Saved data entries
··········

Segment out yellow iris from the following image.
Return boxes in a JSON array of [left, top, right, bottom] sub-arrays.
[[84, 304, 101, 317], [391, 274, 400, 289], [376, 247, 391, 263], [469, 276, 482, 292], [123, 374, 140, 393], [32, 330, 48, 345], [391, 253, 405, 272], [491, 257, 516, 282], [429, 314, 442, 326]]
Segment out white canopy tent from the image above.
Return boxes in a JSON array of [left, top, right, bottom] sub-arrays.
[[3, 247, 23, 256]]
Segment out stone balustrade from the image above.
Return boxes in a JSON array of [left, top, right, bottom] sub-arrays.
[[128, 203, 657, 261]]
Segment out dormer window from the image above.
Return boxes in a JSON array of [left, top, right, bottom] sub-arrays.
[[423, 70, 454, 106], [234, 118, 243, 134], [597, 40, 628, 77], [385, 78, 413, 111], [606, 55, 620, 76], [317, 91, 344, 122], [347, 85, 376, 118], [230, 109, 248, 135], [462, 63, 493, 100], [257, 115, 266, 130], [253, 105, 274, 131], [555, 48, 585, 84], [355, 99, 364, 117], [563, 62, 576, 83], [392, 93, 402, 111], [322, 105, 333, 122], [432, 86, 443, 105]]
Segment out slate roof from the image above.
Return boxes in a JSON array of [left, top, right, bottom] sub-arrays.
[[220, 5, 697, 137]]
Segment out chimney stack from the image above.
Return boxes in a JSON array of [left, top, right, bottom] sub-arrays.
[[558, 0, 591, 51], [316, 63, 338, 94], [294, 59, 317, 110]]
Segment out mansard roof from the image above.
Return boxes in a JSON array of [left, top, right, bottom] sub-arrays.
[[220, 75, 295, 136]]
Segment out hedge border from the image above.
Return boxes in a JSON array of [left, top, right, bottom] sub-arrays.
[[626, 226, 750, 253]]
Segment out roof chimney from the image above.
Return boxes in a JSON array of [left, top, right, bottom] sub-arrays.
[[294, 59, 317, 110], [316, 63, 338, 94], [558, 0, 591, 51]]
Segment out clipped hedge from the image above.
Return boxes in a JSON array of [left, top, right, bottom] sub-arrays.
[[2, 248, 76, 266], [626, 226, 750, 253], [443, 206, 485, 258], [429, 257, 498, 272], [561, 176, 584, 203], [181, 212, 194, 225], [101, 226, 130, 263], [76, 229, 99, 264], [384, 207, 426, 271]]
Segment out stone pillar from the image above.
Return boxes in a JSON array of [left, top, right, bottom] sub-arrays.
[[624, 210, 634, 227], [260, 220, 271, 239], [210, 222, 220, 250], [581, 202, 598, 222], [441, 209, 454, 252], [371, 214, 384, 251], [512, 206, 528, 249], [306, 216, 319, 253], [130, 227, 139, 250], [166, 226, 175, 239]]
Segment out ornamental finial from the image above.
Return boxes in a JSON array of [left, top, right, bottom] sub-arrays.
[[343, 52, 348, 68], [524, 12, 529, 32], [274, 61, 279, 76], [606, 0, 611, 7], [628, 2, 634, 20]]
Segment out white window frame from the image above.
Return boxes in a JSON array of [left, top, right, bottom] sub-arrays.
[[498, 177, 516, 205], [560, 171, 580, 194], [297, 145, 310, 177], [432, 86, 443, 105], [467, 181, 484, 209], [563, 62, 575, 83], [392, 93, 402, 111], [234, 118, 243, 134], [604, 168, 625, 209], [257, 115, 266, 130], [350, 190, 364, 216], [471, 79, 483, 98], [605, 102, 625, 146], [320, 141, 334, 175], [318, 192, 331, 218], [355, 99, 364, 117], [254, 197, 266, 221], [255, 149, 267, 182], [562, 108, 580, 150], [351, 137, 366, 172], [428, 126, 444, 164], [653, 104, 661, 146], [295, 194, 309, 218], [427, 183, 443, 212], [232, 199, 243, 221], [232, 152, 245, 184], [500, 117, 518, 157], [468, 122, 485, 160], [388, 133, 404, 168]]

··········

#### [The task]
Stopping at the line containing "Segment out white canopy", please repeat exactly every line from the very start of the entries, that line included, and nothing more.

#### [Solution for this problem]
Segment out yellow iris from the following image.
Return boxes in a JSON array of [left, top, right, bottom] sub-arrays.
[[84, 304, 101, 317], [391, 274, 400, 289], [376, 247, 391, 263], [469, 276, 482, 292], [123, 374, 140, 393], [32, 330, 48, 345], [391, 253, 405, 272], [491, 257, 516, 282], [429, 314, 442, 326]]
Segment out white canopy tent from the image above.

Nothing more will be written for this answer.